----- Extrait source

La possession à la chinoise

Pirouettete

杜妮娅
Non il ne s'agit pas d'un post sur les possessions des chinois par des êtres féeriques et autres contes fabuleux, il s'agit d'une réforme lancée par la Chine permettant de donner plus de droits aux paysans chinois sur les terres qu'ils exploitent, se rapprochant ainsi de plus en plus des avantages de la propriété.


"Après en avoir différé l'annonce durant des jours, le Parti communiste chinois a publié, dimanche 19 octobre, les grandes lignes d'une ambitieuse réforme du secteur rural destinée à élever le niveau de vie de quelque 750 millions de paysans et à stimuler la consommation intérieure.

----------

▶ Consignes:
(A) D'après le texte sur la réforme rurale chinoise, quel est le nombre de paysans dont cette réforme vise à élever le niveau de vie ?
(B) Rédigez la suite du texte sur la réforme rurale chinoise en partant de sa dernière phrase.

----- Données extraites

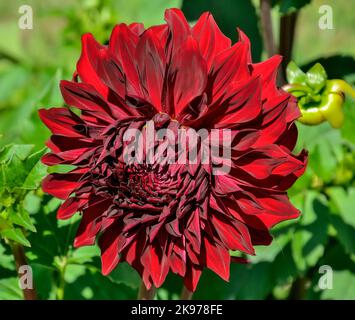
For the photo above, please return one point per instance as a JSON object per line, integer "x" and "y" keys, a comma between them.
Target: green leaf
{"x": 310, "y": 237}
{"x": 345, "y": 233}
{"x": 344, "y": 202}
{"x": 288, "y": 6}
{"x": 294, "y": 74}
{"x": 343, "y": 286}
{"x": 22, "y": 218}
{"x": 316, "y": 77}
{"x": 16, "y": 235}
{"x": 10, "y": 289}
{"x": 36, "y": 170}
{"x": 22, "y": 151}
{"x": 20, "y": 170}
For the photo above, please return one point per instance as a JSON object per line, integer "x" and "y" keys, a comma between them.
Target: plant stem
{"x": 60, "y": 289}
{"x": 287, "y": 35}
{"x": 20, "y": 260}
{"x": 186, "y": 294}
{"x": 146, "y": 294}
{"x": 266, "y": 23}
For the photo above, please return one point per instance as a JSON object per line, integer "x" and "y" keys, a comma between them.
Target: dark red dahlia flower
{"x": 160, "y": 216}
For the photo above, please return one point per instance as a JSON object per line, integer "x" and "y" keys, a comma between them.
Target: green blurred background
{"x": 33, "y": 61}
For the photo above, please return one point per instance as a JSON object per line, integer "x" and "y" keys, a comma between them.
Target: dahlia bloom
{"x": 162, "y": 217}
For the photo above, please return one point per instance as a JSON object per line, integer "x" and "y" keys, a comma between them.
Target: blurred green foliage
{"x": 31, "y": 64}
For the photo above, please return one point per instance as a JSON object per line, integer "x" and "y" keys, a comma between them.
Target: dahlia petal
{"x": 108, "y": 243}
{"x": 230, "y": 65}
{"x": 69, "y": 207}
{"x": 192, "y": 276}
{"x": 84, "y": 97}
{"x": 137, "y": 28}
{"x": 86, "y": 66}
{"x": 111, "y": 74}
{"x": 177, "y": 259}
{"x": 268, "y": 71}
{"x": 61, "y": 185}
{"x": 156, "y": 264}
{"x": 193, "y": 231}
{"x": 122, "y": 47}
{"x": 270, "y": 208}
{"x": 210, "y": 38}
{"x": 178, "y": 28}
{"x": 217, "y": 258}
{"x": 91, "y": 223}
{"x": 189, "y": 71}
{"x": 241, "y": 95}
{"x": 151, "y": 67}
{"x": 59, "y": 143}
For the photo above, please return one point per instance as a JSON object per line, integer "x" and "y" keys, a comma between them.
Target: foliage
{"x": 30, "y": 70}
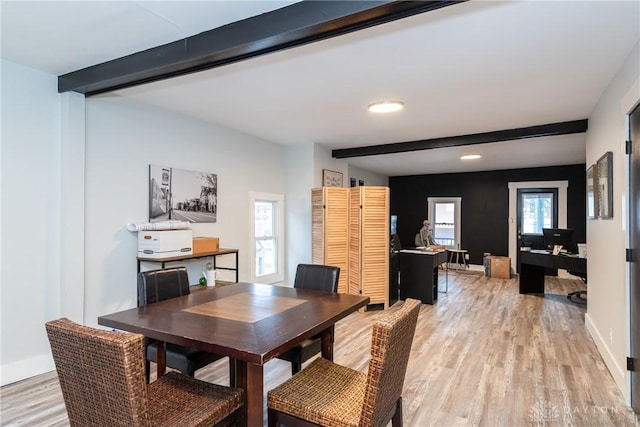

----------

▶ Réponses par consigne:
(A) Quelque 750 millions de paysans.

(B)
En Chine, les réformes lancées il y a tout juste trente ans ont donné aux paysans le droit d'exploitation des terres, qui restent propriété collective des comités de village, donc de l'Etat. Jusqu'à présent, les agriculteurs chinois qui font fructifier des lopins de terre de taille réduite ne pouvaient formellement disposer comme bon leur semblait de ce droit d'usage. La réforme prévoit que ces derniers pourront désormais "transférer, sous-traiter et louer" ce droit, ce qui permettrait d'encourager la concentration foncière, d'accroître la productivité et, par ailleurs, de favoriser l'émergence d'un vrai marché de consommation intérieure dont la Chine ne dispose pas encore réellement. Les paysans seront ainsi enclins à céder leurs terres afin de jouir d'un revenu supplémentaire : en ces temps de crise mondiale dont la République populaire commence à sentir les effets, il est devenu plus que jamais nécessaire que l'économie chinoise ne soit plus simplement tirée par les exportations et les investissements.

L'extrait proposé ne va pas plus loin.